### Qué hacer
Presenta como lista numerada, sin líneas en blanco, las líneas que van desde la que contiene "Query: large black tire" hasta el final de los datos, ambos extremos incluidos.

### Datos de entrada
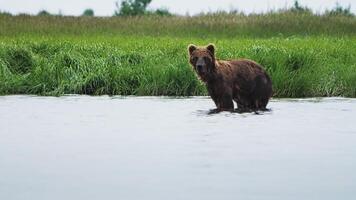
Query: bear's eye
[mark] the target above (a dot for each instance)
(194, 59)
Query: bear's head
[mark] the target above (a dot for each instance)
(203, 60)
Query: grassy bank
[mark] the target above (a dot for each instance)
(306, 55)
(208, 26)
(300, 67)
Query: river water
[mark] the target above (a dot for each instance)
(152, 148)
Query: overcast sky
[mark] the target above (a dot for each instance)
(107, 7)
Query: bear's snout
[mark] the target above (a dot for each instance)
(201, 66)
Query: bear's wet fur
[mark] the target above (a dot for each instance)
(243, 81)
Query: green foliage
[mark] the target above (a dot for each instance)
(136, 65)
(340, 11)
(88, 12)
(131, 7)
(306, 55)
(43, 13)
(4, 13)
(162, 12)
(215, 25)
(300, 9)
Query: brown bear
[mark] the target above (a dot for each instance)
(243, 81)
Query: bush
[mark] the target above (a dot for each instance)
(339, 10)
(131, 7)
(88, 13)
(43, 13)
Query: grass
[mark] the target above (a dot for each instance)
(306, 55)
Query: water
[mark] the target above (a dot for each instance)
(80, 147)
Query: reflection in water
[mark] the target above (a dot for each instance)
(80, 147)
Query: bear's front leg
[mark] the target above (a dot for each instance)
(226, 103)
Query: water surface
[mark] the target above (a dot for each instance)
(151, 148)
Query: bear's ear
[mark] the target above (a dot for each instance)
(192, 48)
(211, 48)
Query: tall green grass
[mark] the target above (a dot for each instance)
(306, 55)
(135, 65)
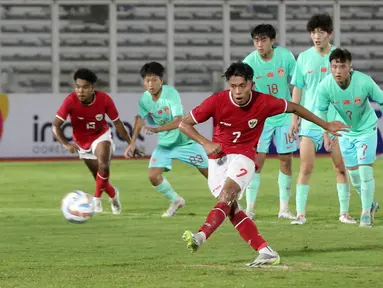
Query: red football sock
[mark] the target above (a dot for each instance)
(248, 231)
(215, 218)
(102, 184)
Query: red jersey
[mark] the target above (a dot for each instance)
(88, 121)
(238, 128)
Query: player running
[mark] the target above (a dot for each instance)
(312, 66)
(272, 66)
(238, 115)
(86, 108)
(348, 91)
(161, 105)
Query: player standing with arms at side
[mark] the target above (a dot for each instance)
(273, 66)
(348, 91)
(312, 66)
(86, 108)
(161, 105)
(238, 115)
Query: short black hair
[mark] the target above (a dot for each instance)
(341, 55)
(264, 30)
(154, 68)
(321, 21)
(85, 74)
(239, 69)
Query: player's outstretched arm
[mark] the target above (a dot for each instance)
(138, 124)
(59, 135)
(187, 127)
(131, 151)
(169, 126)
(121, 129)
(333, 127)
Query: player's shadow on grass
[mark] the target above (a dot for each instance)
(314, 250)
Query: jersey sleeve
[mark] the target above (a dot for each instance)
(298, 79)
(111, 109)
(64, 109)
(249, 60)
(291, 63)
(205, 110)
(323, 99)
(176, 105)
(375, 92)
(142, 111)
(273, 105)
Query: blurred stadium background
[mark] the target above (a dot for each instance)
(42, 42)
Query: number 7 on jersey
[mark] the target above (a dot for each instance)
(237, 135)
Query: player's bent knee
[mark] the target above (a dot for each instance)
(306, 167)
(103, 166)
(155, 177)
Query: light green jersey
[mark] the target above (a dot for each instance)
(310, 70)
(352, 103)
(162, 112)
(271, 77)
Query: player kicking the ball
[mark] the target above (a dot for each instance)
(273, 66)
(239, 115)
(349, 91)
(91, 133)
(161, 105)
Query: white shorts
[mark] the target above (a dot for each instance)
(235, 166)
(89, 154)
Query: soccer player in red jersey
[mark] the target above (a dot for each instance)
(238, 116)
(86, 108)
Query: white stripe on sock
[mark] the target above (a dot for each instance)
(221, 211)
(241, 222)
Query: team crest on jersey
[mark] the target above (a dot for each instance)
(358, 101)
(252, 123)
(99, 117)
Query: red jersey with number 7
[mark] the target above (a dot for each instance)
(238, 128)
(88, 121)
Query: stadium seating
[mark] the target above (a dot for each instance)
(26, 39)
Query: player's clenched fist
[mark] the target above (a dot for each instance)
(72, 148)
(133, 152)
(211, 148)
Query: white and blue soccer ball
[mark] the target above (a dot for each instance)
(77, 206)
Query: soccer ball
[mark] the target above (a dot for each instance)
(77, 206)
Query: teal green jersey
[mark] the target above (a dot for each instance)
(271, 77)
(162, 112)
(310, 70)
(352, 104)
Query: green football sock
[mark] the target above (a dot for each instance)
(165, 189)
(344, 196)
(284, 183)
(355, 179)
(301, 197)
(367, 188)
(252, 191)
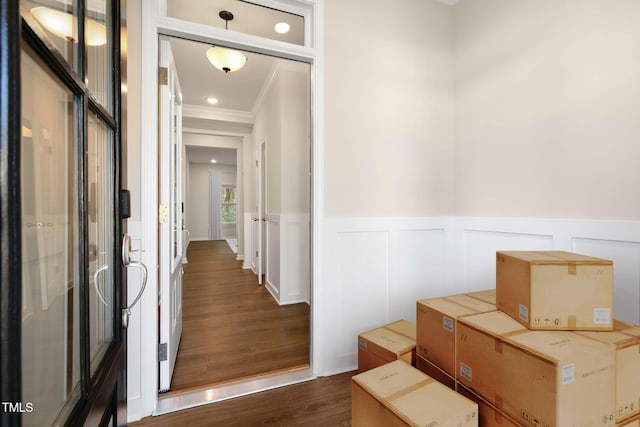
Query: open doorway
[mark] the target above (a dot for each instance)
(277, 111)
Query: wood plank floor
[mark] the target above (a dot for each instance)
(232, 328)
(322, 402)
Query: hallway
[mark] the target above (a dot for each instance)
(233, 328)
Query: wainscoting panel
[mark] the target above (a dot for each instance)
(374, 269)
(626, 273)
(362, 288)
(417, 270)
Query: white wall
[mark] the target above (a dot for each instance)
(389, 108)
(513, 119)
(547, 107)
(198, 210)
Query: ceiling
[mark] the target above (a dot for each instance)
(237, 92)
(199, 79)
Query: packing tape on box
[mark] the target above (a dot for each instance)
(399, 333)
(408, 390)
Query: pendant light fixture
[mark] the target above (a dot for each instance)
(227, 60)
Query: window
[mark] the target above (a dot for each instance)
(229, 204)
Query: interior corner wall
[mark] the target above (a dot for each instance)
(547, 106)
(539, 99)
(388, 108)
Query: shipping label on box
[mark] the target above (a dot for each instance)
(436, 323)
(555, 290)
(626, 339)
(397, 394)
(395, 341)
(488, 296)
(544, 378)
(426, 367)
(489, 415)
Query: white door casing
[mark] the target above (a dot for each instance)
(261, 207)
(170, 216)
(152, 14)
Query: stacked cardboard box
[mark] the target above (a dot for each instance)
(436, 320)
(397, 394)
(540, 349)
(555, 290)
(625, 338)
(395, 341)
(537, 377)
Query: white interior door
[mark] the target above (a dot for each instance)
(170, 216)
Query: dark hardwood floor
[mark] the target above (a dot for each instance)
(232, 328)
(324, 402)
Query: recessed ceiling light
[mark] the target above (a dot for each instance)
(282, 28)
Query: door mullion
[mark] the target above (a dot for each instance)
(10, 216)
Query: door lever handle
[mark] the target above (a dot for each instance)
(95, 283)
(128, 263)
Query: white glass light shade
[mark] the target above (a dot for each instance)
(226, 59)
(64, 25)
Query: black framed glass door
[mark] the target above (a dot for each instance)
(62, 353)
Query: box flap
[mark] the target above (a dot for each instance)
(555, 257)
(494, 323)
(387, 380)
(447, 307)
(471, 302)
(559, 346)
(435, 402)
(403, 327)
(390, 340)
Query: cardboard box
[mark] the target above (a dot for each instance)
(397, 394)
(426, 367)
(436, 327)
(488, 296)
(395, 341)
(543, 378)
(488, 415)
(555, 290)
(626, 339)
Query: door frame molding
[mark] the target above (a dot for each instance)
(154, 24)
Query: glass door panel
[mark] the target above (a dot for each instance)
(59, 24)
(100, 166)
(99, 50)
(50, 247)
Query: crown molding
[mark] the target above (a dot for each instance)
(218, 114)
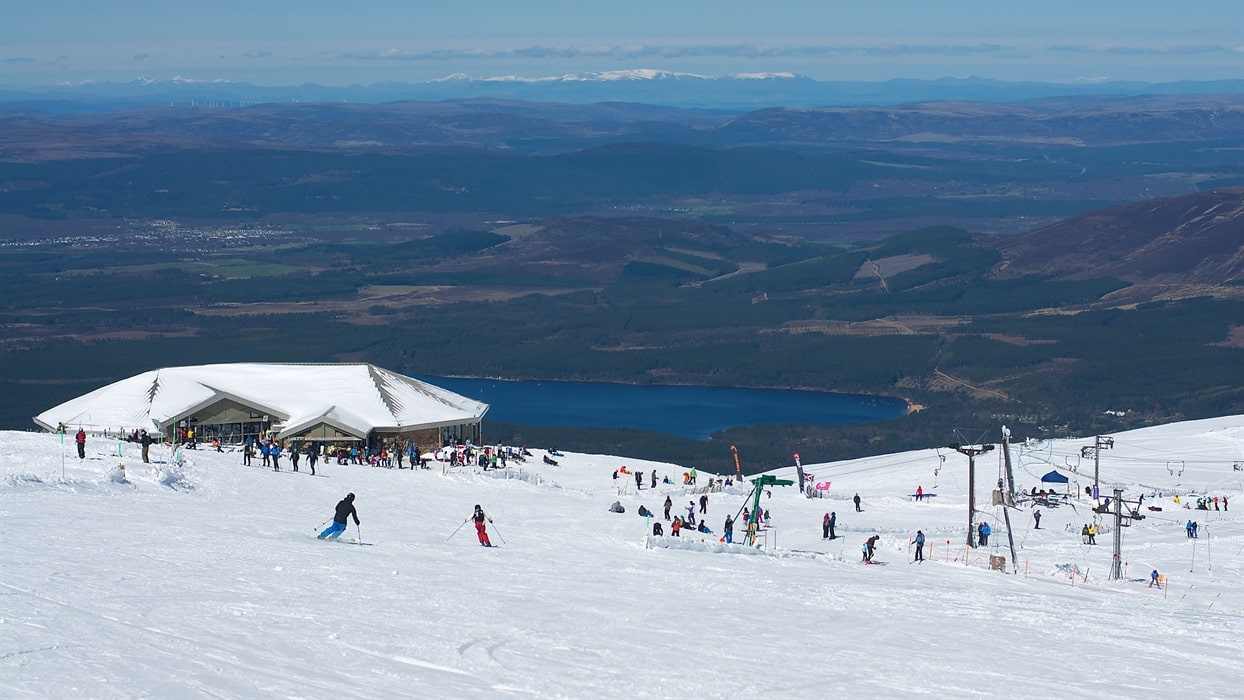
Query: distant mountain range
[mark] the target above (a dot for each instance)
(737, 92)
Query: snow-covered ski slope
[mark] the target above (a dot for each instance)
(207, 581)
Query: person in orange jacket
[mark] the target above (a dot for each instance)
(479, 516)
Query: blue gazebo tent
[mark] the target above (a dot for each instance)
(1055, 478)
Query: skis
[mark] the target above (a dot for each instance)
(347, 541)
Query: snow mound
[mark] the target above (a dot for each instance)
(172, 475)
(116, 475)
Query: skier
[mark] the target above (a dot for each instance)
(345, 509)
(479, 516)
(870, 548)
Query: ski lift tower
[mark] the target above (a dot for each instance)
(758, 486)
(972, 451)
(1100, 443)
(1121, 521)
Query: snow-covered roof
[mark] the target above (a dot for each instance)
(356, 397)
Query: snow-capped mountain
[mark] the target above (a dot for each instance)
(197, 576)
(740, 91)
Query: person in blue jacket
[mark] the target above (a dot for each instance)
(345, 509)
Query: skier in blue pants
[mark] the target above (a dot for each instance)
(345, 509)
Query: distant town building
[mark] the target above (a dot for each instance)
(326, 403)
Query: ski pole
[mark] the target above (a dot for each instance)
(455, 530)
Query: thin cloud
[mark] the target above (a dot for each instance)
(1130, 50)
(692, 51)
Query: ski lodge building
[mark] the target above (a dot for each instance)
(325, 403)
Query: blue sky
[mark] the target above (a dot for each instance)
(366, 41)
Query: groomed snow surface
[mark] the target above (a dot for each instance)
(205, 581)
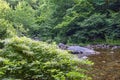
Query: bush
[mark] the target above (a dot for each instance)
(25, 59)
(6, 29)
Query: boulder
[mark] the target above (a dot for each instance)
(80, 51)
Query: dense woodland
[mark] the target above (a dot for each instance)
(25, 24)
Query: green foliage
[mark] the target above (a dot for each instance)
(25, 59)
(6, 29)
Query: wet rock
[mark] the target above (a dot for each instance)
(80, 51)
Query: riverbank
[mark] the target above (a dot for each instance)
(106, 65)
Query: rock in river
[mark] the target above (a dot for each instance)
(80, 51)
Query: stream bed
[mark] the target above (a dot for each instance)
(106, 65)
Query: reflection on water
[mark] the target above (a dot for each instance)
(106, 65)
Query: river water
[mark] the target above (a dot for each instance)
(106, 65)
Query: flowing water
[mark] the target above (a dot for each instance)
(106, 65)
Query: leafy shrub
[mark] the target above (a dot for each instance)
(25, 59)
(6, 29)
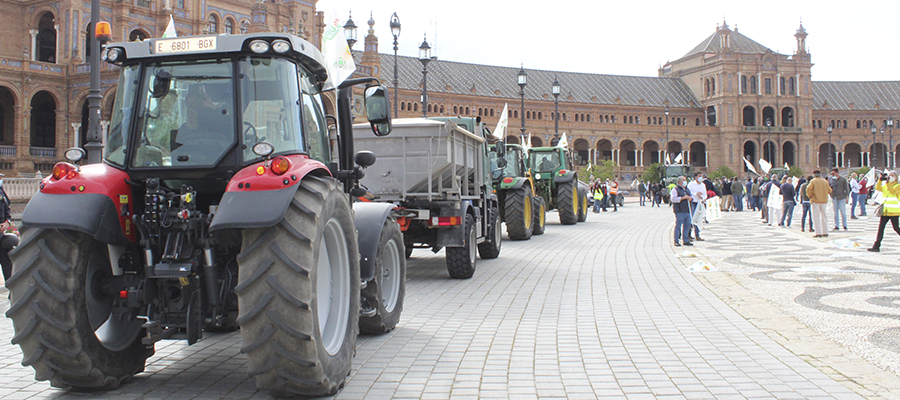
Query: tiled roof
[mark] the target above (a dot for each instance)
(739, 44)
(493, 81)
(863, 95)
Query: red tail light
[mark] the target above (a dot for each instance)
(280, 165)
(63, 170)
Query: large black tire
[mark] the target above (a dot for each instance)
(567, 202)
(461, 260)
(56, 307)
(540, 216)
(490, 248)
(298, 292)
(385, 293)
(518, 210)
(582, 204)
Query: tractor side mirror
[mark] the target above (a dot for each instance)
(378, 110)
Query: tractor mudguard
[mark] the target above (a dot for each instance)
(454, 236)
(567, 177)
(369, 220)
(257, 198)
(97, 215)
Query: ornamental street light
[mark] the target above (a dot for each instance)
(395, 31)
(830, 152)
(350, 31)
(555, 90)
(522, 79)
(666, 152)
(424, 58)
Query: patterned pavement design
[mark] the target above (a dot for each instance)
(602, 308)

### Respuesta
1. Query: large black tire
2. [mark] the target above (a dot for each instance)
3. (567, 202)
4. (461, 260)
5. (56, 307)
6. (540, 216)
7. (490, 248)
8. (298, 292)
9. (385, 293)
10. (518, 210)
11. (582, 204)
12. Query: tractor side mirror
13. [mark] the target above (a dot for each instance)
14. (378, 110)
15. Query: tractor mudguard
16. [mark] the target above (a dot for each instance)
17. (454, 236)
18. (567, 177)
19. (369, 220)
20. (257, 198)
21. (97, 215)
22. Query: ornamental street light
23. [mark] the target above (a dot for each instance)
24. (395, 31)
25. (830, 152)
26. (350, 31)
27. (555, 90)
28. (522, 79)
29. (666, 152)
30. (424, 58)
31. Query: patterned pavement design
32. [mark] the target above (a dot for each instance)
33. (602, 308)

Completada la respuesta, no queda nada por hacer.